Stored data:

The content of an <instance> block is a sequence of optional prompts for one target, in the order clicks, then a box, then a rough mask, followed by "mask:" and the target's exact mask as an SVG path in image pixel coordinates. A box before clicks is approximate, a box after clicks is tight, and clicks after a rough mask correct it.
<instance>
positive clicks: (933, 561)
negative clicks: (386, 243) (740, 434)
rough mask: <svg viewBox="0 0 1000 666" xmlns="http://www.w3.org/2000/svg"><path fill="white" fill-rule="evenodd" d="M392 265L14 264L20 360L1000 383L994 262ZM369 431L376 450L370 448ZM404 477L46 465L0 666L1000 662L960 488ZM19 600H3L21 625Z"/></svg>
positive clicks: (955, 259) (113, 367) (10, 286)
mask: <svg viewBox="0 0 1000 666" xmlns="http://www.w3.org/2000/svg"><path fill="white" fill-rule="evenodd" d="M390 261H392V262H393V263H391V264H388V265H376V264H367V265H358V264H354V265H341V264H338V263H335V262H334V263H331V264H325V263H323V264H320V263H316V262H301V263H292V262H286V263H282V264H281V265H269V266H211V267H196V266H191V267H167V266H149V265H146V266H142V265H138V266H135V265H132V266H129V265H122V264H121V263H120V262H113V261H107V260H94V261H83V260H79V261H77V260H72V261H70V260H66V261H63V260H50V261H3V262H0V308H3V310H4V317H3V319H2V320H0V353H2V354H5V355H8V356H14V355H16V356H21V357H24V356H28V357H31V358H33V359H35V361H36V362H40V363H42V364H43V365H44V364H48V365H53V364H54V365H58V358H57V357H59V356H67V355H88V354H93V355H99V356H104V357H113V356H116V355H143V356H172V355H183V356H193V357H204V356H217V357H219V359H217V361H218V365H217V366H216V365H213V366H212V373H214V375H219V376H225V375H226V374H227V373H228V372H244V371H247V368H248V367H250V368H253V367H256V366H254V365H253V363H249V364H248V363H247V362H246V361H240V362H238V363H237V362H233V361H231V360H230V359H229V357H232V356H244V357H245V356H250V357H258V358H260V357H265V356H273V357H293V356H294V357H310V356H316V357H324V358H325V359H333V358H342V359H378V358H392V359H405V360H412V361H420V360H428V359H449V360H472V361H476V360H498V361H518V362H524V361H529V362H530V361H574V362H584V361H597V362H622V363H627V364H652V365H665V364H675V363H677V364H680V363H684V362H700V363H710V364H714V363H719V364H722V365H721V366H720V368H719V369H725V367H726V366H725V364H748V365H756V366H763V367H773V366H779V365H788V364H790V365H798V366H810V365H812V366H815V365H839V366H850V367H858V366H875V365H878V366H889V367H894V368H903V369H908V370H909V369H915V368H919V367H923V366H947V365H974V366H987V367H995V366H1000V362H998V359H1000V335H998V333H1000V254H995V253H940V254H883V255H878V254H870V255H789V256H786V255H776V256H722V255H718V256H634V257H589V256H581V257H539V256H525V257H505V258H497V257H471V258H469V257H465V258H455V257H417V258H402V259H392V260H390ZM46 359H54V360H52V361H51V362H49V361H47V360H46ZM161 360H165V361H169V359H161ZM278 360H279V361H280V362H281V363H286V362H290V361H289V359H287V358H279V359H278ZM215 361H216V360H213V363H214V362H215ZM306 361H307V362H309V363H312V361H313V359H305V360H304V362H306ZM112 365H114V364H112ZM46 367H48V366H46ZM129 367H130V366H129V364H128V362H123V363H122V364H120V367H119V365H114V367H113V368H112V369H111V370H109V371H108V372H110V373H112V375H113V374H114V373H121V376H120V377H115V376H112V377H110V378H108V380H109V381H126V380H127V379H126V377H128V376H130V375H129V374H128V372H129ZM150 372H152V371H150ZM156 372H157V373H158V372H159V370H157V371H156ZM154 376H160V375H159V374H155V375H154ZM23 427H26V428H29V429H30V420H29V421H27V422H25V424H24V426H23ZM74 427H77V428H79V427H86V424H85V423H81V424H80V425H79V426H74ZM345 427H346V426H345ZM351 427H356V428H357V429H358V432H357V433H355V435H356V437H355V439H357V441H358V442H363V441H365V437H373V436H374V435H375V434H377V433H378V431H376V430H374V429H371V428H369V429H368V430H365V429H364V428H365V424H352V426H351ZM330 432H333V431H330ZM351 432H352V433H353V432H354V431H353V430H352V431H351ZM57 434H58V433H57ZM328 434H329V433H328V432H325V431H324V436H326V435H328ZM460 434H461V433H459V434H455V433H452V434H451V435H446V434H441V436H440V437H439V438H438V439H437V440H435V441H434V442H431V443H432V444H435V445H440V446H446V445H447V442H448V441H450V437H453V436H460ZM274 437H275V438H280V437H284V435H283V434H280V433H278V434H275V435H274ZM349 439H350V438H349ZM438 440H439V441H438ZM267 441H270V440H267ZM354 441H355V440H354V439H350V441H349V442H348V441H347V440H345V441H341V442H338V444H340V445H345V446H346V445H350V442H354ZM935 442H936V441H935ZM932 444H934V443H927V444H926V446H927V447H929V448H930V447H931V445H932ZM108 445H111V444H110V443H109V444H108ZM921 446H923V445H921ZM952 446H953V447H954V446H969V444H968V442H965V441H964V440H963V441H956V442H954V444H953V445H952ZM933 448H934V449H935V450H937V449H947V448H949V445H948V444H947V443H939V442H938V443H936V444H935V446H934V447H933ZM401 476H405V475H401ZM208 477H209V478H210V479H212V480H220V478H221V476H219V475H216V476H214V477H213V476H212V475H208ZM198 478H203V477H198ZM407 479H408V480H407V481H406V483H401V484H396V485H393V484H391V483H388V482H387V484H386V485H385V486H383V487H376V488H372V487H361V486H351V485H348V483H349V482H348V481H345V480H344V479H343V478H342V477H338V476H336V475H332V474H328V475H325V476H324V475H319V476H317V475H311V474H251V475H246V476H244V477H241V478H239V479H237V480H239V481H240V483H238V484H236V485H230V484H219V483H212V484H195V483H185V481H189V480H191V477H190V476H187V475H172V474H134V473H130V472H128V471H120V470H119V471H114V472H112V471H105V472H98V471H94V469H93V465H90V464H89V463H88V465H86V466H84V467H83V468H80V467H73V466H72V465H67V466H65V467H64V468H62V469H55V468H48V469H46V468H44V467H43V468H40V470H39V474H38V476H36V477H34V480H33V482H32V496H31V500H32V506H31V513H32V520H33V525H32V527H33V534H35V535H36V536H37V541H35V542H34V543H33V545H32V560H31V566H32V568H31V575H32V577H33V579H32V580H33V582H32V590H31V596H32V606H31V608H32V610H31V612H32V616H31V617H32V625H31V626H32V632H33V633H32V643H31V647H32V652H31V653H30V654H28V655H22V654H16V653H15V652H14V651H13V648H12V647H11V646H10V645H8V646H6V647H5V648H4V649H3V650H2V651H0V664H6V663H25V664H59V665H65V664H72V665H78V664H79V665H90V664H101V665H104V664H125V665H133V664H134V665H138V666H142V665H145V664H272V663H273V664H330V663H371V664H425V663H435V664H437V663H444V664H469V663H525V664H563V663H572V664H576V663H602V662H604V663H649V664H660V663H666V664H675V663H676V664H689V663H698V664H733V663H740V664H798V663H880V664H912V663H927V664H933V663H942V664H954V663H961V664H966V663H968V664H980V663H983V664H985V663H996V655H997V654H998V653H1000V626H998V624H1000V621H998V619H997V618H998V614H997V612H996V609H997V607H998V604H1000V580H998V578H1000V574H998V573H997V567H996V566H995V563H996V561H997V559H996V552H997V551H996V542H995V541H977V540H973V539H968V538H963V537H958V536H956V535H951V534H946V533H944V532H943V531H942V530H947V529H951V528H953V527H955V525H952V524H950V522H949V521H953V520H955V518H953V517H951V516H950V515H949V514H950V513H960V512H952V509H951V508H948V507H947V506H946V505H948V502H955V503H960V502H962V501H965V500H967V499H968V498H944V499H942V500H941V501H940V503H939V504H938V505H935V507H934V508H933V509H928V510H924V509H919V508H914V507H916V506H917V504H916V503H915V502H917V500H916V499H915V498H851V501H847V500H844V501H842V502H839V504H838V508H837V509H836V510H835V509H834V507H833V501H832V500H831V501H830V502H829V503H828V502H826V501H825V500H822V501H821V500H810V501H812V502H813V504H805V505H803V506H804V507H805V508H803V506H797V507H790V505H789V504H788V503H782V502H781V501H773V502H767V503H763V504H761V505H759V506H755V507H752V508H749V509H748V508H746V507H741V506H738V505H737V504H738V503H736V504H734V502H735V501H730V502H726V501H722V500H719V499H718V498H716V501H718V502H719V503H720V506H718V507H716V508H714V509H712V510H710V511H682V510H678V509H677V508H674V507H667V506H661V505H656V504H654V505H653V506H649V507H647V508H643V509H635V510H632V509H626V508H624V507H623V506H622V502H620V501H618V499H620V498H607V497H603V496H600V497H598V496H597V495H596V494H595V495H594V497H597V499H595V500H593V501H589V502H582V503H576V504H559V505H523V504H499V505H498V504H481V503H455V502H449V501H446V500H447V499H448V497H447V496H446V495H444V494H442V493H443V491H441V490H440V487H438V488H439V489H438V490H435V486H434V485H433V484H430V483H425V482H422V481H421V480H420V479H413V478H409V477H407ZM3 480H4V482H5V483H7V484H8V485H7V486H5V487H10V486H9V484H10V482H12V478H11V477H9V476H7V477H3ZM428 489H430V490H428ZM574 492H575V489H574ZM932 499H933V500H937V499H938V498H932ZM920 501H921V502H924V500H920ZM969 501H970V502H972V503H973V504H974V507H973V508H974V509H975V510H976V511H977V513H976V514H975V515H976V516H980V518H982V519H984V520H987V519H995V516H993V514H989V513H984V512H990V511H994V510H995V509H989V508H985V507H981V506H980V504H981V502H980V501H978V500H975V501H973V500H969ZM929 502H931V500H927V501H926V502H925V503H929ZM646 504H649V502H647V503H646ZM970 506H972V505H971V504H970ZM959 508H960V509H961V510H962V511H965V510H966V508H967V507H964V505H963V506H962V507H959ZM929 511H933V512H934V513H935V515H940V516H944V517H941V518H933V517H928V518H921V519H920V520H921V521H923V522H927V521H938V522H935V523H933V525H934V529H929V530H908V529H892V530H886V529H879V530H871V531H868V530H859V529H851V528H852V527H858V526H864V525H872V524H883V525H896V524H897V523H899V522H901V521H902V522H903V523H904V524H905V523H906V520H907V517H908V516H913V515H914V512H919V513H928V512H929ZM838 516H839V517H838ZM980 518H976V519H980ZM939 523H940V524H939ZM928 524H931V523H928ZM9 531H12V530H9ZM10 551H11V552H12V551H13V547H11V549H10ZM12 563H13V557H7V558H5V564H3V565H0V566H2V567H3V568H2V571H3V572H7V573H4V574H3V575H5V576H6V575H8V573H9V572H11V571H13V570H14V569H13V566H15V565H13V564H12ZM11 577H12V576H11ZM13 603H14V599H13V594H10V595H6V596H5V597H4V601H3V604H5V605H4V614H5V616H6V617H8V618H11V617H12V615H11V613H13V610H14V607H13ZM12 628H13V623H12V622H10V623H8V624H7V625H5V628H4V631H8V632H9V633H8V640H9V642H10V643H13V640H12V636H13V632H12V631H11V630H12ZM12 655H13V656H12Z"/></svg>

● EXERCISE INSTRUCTIONS
Using the entries above, quote each line verbatim from the first through the line that contains "negative clicks: (386, 243) (740, 434)".

● REPLY TO THE TASK
The content of an <instance> block is a sequence of optional prompts for one target, in the order clicks, then a box, then a rough mask, followed by "mask:" and the target's exact mask as an SVG path in image pixel coordinates. A box before clicks is approximate, a box after clicks is tight, and clicks after a rough mask correct it.
<instance>
positive clicks: (933, 561)
negative clicks: (386, 243) (740, 434)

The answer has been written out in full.